## [Text extract]
- - - - -

Friday, March 30, 2007

Prayers, protests at church opening

March 29 2007
IOL
By Zerin Elci
Some Armenians, whispering prayers, placed candles in the church. A few wept with emotion. Officials removed some of the candles, underlining Turkish sensitivities about expressions of religious belief in officially secular buildings.

The Armenian delegation took 16 hours to reach the site, barely 200 km (120 miles) from Yerevan, because Turkey's border with Armenia is closed and they had to travel via Georgia.
Akdamar - Turks and Armenians celebrated the re-opening of a 10th century Armenian Christian church restored with Turkish state money on Thursday in a ceremony they hope will herald a thaw in long-frozen ties.

But some Armenians, including the country's top clergyman, spurned the event because the Church of the Holy Cross, on a tiny island in Lake Van in eastern Turkey, is not adorned with a cross and will function as a museum, not as a place of worship.

Armenians also fear the event may be just a public relations exercise aimed at softening international pressure on Turkey to own up to its role in massacres of their countrymen in 1915.

Turkey denies claims the massacres amounted to a genocide. Flanked by Turkish flags, Archbishop Mesrob Mutafyan, spiritual head of Turkey's tiny surviving Armenian community, thanked Ankara for the $1,4-million restoration, but asked that Armenians be allowed to pray once a year at the site.

"Praying at such a historic church, a centre of our faith, would have a positive effect on people's memory," he told about 350 people attending the ceremony. They included representatives of the Armenian government and the worldwide Armenian diaspora.

Turkish Culture Minister Attila Koc said Ankara would consider the request. He also said he hoped the church would boost tourism to the remote, mountainous region.

- - - - -

## [Extracted records]
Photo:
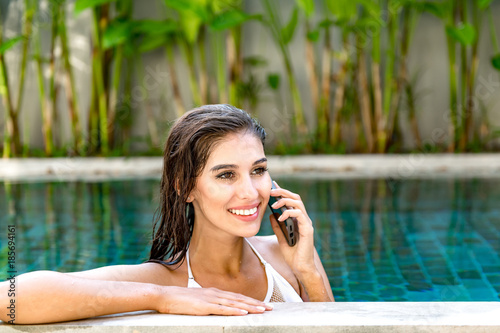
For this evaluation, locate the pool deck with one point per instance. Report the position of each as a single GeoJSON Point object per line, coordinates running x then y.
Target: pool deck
{"type": "Point", "coordinates": [454, 317]}
{"type": "Point", "coordinates": [332, 166]}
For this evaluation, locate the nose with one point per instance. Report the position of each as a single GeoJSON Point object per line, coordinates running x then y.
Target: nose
{"type": "Point", "coordinates": [247, 189]}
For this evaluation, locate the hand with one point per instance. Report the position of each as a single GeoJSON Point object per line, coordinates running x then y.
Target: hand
{"type": "Point", "coordinates": [207, 301]}
{"type": "Point", "coordinates": [301, 256]}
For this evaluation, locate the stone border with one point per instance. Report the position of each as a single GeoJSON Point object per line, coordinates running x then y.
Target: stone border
{"type": "Point", "coordinates": [436, 317]}
{"type": "Point", "coordinates": [324, 166]}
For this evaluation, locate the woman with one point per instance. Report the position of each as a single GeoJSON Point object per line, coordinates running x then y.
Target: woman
{"type": "Point", "coordinates": [214, 191]}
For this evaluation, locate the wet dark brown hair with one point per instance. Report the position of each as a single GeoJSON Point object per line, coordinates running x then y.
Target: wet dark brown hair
{"type": "Point", "coordinates": [189, 144]}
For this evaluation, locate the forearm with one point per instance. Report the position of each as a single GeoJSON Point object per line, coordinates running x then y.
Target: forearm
{"type": "Point", "coordinates": [315, 287]}
{"type": "Point", "coordinates": [42, 297]}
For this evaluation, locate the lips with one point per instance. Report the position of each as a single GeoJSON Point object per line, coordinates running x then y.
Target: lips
{"type": "Point", "coordinates": [245, 212]}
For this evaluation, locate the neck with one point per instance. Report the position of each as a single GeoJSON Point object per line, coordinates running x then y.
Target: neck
{"type": "Point", "coordinates": [218, 255]}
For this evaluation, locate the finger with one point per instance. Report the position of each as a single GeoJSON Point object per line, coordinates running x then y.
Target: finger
{"type": "Point", "coordinates": [230, 298]}
{"type": "Point", "coordinates": [277, 230]}
{"type": "Point", "coordinates": [284, 193]}
{"type": "Point", "coordinates": [304, 224]}
{"type": "Point", "coordinates": [289, 204]}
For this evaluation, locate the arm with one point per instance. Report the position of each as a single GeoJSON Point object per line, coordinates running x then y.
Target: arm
{"type": "Point", "coordinates": [44, 296]}
{"type": "Point", "coordinates": [302, 258]}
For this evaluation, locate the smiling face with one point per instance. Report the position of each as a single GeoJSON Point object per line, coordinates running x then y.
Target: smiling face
{"type": "Point", "coordinates": [232, 192]}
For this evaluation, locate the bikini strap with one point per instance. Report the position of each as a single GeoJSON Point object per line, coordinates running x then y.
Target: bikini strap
{"type": "Point", "coordinates": [256, 253]}
{"type": "Point", "coordinates": [190, 273]}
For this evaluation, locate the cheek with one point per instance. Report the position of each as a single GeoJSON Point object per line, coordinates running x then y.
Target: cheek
{"type": "Point", "coordinates": [264, 187]}
{"type": "Point", "coordinates": [216, 193]}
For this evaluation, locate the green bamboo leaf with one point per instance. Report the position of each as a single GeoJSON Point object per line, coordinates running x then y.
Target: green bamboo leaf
{"type": "Point", "coordinates": [229, 19]}
{"type": "Point", "coordinates": [274, 81]}
{"type": "Point", "coordinates": [193, 13]}
{"type": "Point", "coordinates": [255, 61]}
{"type": "Point", "coordinates": [495, 61]}
{"type": "Point", "coordinates": [437, 9]}
{"type": "Point", "coordinates": [190, 25]}
{"type": "Point", "coordinates": [465, 34]}
{"type": "Point", "coordinates": [483, 4]}
{"type": "Point", "coordinates": [307, 6]}
{"type": "Point", "coordinates": [116, 33]}
{"type": "Point", "coordinates": [313, 36]}
{"type": "Point", "coordinates": [152, 27]}
{"type": "Point", "coordinates": [152, 42]}
{"type": "Point", "coordinates": [81, 5]}
{"type": "Point", "coordinates": [195, 7]}
{"type": "Point", "coordinates": [343, 10]}
{"type": "Point", "coordinates": [10, 43]}
{"type": "Point", "coordinates": [288, 30]}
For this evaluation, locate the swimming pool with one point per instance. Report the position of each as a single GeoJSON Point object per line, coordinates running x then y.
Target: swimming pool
{"type": "Point", "coordinates": [379, 239]}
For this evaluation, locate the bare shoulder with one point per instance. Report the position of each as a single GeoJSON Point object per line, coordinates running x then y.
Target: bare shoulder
{"type": "Point", "coordinates": [269, 249]}
{"type": "Point", "coordinates": [146, 273]}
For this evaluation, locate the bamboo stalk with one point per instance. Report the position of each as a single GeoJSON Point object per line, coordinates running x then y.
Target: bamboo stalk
{"type": "Point", "coordinates": [202, 40]}
{"type": "Point", "coordinates": [193, 81]}
{"type": "Point", "coordinates": [99, 82]}
{"type": "Point", "coordinates": [151, 121]}
{"type": "Point", "coordinates": [113, 94]}
{"type": "Point", "coordinates": [179, 105]}
{"type": "Point", "coordinates": [7, 102]}
{"type": "Point", "coordinates": [379, 118]}
{"type": "Point", "coordinates": [275, 25]}
{"type": "Point", "coordinates": [53, 91]}
{"type": "Point", "coordinates": [363, 91]}
{"type": "Point", "coordinates": [27, 37]}
{"type": "Point", "coordinates": [217, 47]}
{"type": "Point", "coordinates": [44, 102]}
{"type": "Point", "coordinates": [71, 93]}
{"type": "Point", "coordinates": [311, 68]}
{"type": "Point", "coordinates": [335, 134]}
{"type": "Point", "coordinates": [9, 148]}
{"type": "Point", "coordinates": [322, 104]}
{"type": "Point", "coordinates": [407, 32]}
{"type": "Point", "coordinates": [452, 66]}
{"type": "Point", "coordinates": [389, 81]}
{"type": "Point", "coordinates": [472, 70]}
{"type": "Point", "coordinates": [235, 63]}
{"type": "Point", "coordinates": [464, 78]}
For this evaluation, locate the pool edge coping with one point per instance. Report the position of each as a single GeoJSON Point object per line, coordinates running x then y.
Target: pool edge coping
{"type": "Point", "coordinates": [315, 166]}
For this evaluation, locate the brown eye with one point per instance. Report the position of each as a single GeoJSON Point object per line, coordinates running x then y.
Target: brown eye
{"type": "Point", "coordinates": [259, 171]}
{"type": "Point", "coordinates": [225, 175]}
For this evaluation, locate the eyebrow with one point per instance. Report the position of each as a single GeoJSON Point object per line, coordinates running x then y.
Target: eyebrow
{"type": "Point", "coordinates": [234, 166]}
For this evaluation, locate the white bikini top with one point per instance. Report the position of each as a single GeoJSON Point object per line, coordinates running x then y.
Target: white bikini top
{"type": "Point", "coordinates": [278, 288]}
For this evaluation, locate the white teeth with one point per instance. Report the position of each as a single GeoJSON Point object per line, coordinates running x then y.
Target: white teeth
{"type": "Point", "coordinates": [245, 212]}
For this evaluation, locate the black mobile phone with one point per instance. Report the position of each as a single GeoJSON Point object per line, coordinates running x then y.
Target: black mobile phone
{"type": "Point", "coordinates": [289, 226]}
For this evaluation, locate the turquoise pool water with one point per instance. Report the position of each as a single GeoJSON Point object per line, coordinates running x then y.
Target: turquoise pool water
{"type": "Point", "coordinates": [379, 240]}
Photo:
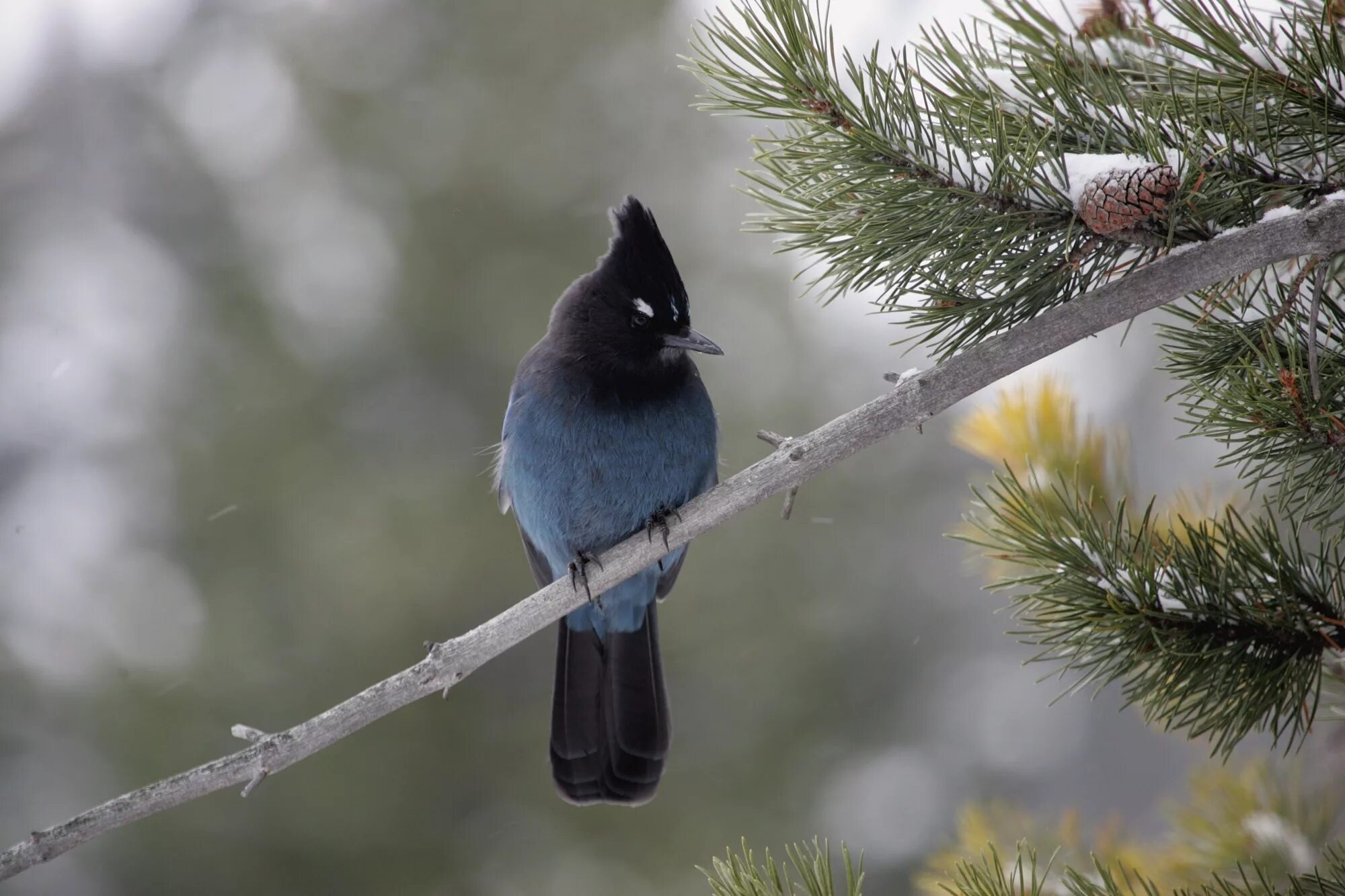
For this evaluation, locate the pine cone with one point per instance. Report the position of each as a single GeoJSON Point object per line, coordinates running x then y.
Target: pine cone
{"type": "Point", "coordinates": [1121, 200]}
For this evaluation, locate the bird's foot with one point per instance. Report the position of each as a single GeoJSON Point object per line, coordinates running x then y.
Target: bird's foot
{"type": "Point", "coordinates": [579, 571]}
{"type": "Point", "coordinates": [660, 520]}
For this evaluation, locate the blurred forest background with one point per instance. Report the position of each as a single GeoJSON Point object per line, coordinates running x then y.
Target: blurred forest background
{"type": "Point", "coordinates": [268, 267]}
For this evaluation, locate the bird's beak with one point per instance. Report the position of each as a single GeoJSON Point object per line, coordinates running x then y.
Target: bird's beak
{"type": "Point", "coordinates": [692, 341]}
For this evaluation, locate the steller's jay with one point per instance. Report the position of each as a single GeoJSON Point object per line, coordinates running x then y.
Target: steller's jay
{"type": "Point", "coordinates": [609, 430]}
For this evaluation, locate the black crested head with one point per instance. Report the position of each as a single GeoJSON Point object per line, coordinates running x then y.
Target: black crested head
{"type": "Point", "coordinates": [640, 263]}
{"type": "Point", "coordinates": [631, 314]}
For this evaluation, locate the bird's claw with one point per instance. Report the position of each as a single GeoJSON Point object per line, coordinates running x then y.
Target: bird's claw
{"type": "Point", "coordinates": [579, 571]}
{"type": "Point", "coordinates": [660, 520]}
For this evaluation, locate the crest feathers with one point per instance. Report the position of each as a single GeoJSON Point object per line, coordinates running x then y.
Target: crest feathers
{"type": "Point", "coordinates": [638, 255]}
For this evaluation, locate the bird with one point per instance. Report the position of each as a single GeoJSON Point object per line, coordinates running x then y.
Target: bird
{"type": "Point", "coordinates": [607, 432]}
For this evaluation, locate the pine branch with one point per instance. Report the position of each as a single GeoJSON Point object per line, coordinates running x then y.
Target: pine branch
{"type": "Point", "coordinates": [812, 872]}
{"type": "Point", "coordinates": [1026, 876]}
{"type": "Point", "coordinates": [1214, 627]}
{"type": "Point", "coordinates": [910, 404]}
{"type": "Point", "coordinates": [945, 171]}
{"type": "Point", "coordinates": [1264, 374]}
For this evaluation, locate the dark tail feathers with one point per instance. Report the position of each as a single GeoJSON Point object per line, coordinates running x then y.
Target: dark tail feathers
{"type": "Point", "coordinates": [610, 715]}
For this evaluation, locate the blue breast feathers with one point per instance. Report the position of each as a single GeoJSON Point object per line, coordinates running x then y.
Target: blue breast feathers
{"type": "Point", "coordinates": [584, 474]}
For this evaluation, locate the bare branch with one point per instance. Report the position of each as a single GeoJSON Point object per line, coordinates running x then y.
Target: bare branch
{"type": "Point", "coordinates": [781, 443]}
{"type": "Point", "coordinates": [1319, 232]}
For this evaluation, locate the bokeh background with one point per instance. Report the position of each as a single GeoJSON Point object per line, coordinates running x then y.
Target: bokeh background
{"type": "Point", "coordinates": [267, 268]}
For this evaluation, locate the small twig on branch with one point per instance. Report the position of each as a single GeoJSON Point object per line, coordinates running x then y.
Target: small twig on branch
{"type": "Point", "coordinates": [248, 732]}
{"type": "Point", "coordinates": [1319, 232]}
{"type": "Point", "coordinates": [252, 784]}
{"type": "Point", "coordinates": [782, 443]}
{"type": "Point", "coordinates": [1319, 284]}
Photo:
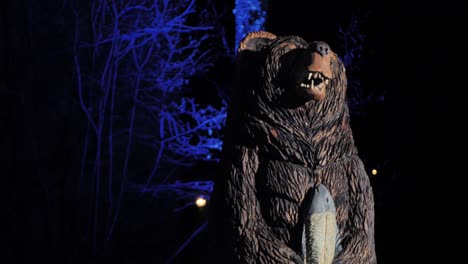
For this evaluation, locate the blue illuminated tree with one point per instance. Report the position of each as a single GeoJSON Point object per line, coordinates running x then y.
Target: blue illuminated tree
{"type": "Point", "coordinates": [131, 69]}
{"type": "Point", "coordinates": [250, 16]}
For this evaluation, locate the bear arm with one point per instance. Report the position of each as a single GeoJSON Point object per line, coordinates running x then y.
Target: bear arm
{"type": "Point", "coordinates": [253, 240]}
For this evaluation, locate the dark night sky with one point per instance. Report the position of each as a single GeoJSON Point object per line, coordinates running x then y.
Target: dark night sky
{"type": "Point", "coordinates": [415, 51]}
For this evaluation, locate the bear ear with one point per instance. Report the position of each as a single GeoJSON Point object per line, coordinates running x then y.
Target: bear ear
{"type": "Point", "coordinates": [255, 41]}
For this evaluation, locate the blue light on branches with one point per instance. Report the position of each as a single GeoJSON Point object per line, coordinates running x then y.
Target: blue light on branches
{"type": "Point", "coordinates": [249, 17]}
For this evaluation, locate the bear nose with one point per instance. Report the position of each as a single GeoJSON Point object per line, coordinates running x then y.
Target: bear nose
{"type": "Point", "coordinates": [320, 47]}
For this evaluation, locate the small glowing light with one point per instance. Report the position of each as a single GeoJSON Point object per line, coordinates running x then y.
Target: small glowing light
{"type": "Point", "coordinates": [200, 202]}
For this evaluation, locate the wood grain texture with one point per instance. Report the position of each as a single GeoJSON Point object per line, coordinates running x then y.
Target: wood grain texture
{"type": "Point", "coordinates": [277, 146]}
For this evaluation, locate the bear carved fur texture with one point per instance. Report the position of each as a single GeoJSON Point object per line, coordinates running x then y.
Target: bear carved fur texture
{"type": "Point", "coordinates": [287, 131]}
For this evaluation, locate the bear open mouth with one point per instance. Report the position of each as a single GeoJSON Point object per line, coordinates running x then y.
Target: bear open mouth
{"type": "Point", "coordinates": [315, 80]}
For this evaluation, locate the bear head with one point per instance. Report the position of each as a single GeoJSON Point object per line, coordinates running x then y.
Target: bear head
{"type": "Point", "coordinates": [290, 73]}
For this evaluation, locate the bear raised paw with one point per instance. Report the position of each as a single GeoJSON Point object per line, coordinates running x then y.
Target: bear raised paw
{"type": "Point", "coordinates": [287, 134]}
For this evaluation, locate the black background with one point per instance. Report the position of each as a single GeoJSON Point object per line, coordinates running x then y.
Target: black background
{"type": "Point", "coordinates": [416, 52]}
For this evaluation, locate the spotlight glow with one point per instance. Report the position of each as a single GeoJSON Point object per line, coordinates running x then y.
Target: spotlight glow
{"type": "Point", "coordinates": [200, 202]}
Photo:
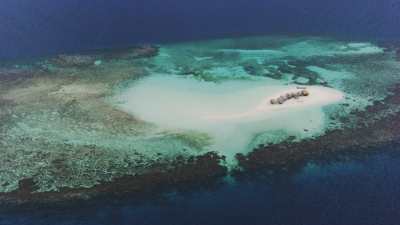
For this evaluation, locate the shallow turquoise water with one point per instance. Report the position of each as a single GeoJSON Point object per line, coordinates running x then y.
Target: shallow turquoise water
{"type": "Point", "coordinates": [353, 189]}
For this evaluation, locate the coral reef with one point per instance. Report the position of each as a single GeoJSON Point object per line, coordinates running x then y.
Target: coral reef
{"type": "Point", "coordinates": [63, 137]}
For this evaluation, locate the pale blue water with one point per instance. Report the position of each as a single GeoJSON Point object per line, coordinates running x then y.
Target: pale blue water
{"type": "Point", "coordinates": [361, 190]}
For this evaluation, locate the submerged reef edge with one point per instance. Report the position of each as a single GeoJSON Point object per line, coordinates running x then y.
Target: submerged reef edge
{"type": "Point", "coordinates": [66, 96]}
{"type": "Point", "coordinates": [208, 168]}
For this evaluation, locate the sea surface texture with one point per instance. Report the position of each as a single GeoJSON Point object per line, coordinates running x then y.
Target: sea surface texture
{"type": "Point", "coordinates": [187, 112]}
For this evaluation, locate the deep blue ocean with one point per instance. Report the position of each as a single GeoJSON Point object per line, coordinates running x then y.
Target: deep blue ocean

- - - - -

## [Tasks to perform]
A. Reproduce the church-opening article from "March 29 2007" up to and including "travel via Georgia.", replacing "candles" with "flowers" wherever it occurs.
B. Convert the lines of the listing from the line containing "For this evaluation, locate the sea" through the end of the listing into a Markdown table with the columns Row and Line, numbering each row and omitting blank lines.

## [Solutions below]
A.
March 29 2007
IOL
By Zerin Elci
Some Armenians, whispering prayers, placed flowers in the church. A few wept with emotion. Officials removed some of the flowers, underlining Turkish sensitivities about expressions of religious belief in officially secular buildings.

The Armenian delegation took 16 hours to reach the site, barely 200 km (120 miles) from Yerevan, because Turkey's border with Armenia is closed and they had to travel via Georgia.

B.
| Row | Line |
|---|---|
| 1 | For this evaluation, locate the sea surface texture with one point per instance. Report the position of each as a single GeoJSON Point object per line, coordinates running x then y. |
| 2 | Target: sea surface texture |
| 3 | {"type": "Point", "coordinates": [187, 112]} |
| 4 | For this evaluation, locate the deep blue ocean with one point per instance. Report the position of each as a single GeoJSON Point object per line, coordinates running x then y. |
| 5 | Target: deep blue ocean |